» PROBLEM TO SOLVE:
The required output is the exact run of lines below that opens at the line with "Put a point on the sunflower field, one" and closes at the line with "Put a point on the sunflower, one".

» INFORMATION PROVIDED:
· · · · · · ·

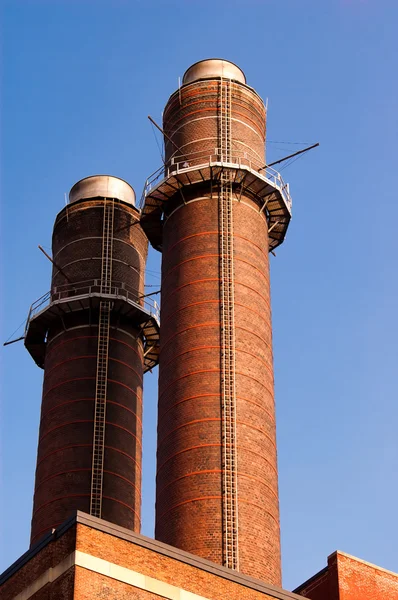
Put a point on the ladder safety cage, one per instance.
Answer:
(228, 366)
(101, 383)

· · · · · · ·

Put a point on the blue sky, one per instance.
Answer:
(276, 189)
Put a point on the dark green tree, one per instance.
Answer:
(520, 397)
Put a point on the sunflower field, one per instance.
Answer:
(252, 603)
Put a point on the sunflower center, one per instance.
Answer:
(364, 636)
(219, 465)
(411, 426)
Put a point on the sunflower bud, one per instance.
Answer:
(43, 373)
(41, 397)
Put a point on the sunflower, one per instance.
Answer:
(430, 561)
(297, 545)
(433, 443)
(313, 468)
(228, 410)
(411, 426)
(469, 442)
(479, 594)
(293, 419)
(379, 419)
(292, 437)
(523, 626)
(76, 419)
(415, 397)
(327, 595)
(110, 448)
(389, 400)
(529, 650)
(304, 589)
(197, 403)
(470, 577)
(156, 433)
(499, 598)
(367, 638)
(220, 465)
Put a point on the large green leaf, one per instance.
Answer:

· · · · · · ·

» REPLY TO THE EXERCISE:
Put a point on the sunflower field, one per instance.
Answer:
(252, 603)
Put a point on the sunflower center, one per instance.
Answer:
(364, 636)
(219, 465)
(411, 426)
Put a point on the sunflower bud, one per instance.
Answer:
(43, 373)
(41, 397)
Put a point on the sunflower, one per instance.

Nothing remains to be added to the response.